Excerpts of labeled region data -
[START]

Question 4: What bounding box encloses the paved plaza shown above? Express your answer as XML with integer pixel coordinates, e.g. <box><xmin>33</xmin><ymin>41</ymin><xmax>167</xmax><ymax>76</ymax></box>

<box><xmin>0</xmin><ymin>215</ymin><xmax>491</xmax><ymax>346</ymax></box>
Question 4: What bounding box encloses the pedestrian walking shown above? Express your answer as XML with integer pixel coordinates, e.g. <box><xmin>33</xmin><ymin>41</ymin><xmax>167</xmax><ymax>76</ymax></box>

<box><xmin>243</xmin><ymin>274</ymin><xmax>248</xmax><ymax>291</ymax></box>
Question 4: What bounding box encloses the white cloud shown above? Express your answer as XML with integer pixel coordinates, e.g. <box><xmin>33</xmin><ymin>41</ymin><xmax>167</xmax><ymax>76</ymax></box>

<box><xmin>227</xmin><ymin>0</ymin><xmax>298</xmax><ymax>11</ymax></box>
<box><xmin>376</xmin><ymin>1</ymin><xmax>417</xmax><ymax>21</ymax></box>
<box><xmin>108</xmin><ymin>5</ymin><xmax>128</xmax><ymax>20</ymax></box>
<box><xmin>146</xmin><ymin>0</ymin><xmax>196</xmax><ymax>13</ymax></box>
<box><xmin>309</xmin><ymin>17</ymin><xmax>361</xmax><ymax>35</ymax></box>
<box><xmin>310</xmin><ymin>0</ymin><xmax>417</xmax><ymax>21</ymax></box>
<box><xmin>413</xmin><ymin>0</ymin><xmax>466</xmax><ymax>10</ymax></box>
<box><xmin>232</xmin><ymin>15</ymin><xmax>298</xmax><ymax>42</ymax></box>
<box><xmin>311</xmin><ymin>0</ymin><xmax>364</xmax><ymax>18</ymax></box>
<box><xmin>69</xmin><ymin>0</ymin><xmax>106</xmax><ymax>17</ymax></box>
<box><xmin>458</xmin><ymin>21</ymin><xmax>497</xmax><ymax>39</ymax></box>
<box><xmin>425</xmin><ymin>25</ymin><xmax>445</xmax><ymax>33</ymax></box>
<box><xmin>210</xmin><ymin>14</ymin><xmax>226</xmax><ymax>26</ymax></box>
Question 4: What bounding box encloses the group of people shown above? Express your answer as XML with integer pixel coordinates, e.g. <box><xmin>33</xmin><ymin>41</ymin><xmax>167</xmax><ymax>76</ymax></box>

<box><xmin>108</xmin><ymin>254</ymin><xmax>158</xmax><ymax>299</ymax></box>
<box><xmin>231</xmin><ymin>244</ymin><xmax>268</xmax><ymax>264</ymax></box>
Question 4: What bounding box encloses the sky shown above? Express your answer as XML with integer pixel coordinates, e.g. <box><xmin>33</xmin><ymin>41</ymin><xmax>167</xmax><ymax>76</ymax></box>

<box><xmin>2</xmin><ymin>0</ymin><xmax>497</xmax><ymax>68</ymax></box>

[END]

Copy everything from the line containing "Question 4: What bounding box encloses the sky" down to the end of the rows. Multiply only the coordinates in the answer by 0.6 and round each to a whole number, rounding halves up.

Question 4: What bounding box encloses the sky shown above? Express your answer as XML with integer pixel coordinates, e.g. <box><xmin>33</xmin><ymin>41</ymin><xmax>167</xmax><ymax>76</ymax></box>

<box><xmin>1</xmin><ymin>0</ymin><xmax>298</xmax><ymax>41</ymax></box>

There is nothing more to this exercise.